▸ **Data for this exercise**
====

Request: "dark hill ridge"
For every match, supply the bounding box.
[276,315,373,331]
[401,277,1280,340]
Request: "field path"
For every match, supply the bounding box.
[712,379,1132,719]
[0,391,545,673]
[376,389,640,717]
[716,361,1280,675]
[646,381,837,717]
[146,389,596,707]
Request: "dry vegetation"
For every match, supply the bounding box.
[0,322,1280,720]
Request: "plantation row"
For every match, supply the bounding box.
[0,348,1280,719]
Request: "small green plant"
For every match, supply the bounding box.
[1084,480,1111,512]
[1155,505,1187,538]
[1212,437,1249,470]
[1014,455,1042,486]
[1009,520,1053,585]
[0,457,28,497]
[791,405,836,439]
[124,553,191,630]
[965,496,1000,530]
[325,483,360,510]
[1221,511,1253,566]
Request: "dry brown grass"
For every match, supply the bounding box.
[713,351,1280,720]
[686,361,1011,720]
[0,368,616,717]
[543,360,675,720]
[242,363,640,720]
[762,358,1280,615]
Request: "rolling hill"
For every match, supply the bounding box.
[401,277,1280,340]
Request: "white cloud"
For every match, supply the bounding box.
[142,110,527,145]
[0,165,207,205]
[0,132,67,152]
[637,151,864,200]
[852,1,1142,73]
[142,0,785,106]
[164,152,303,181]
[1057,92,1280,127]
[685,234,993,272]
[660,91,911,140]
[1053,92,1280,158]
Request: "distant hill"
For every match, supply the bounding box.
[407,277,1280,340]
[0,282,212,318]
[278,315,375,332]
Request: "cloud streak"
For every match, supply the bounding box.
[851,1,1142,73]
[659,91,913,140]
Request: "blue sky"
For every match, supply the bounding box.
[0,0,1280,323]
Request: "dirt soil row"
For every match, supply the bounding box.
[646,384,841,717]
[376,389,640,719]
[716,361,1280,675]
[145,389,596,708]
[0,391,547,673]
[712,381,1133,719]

====

▸ **Given exercise**
Reproduce the stretch from the start of the lines through the line containing "[146,389,596,707]", leaving every other line unchanged and multiplying each bounding-box coordinate in the answers by 0.9, rounded to whole numbers with halves rounded up.

▸ **Solved problem**
Request: "dark hill ridge"
For every match, supply the bounding box.
[248,284,336,298]
[361,249,1152,306]
Request: "field path"
For every match, supply the bounding box.
[641,341,1019,647]
[0,352,491,606]
[338,350,576,645]
[644,325,1152,608]
[581,343,753,645]
[131,350,536,636]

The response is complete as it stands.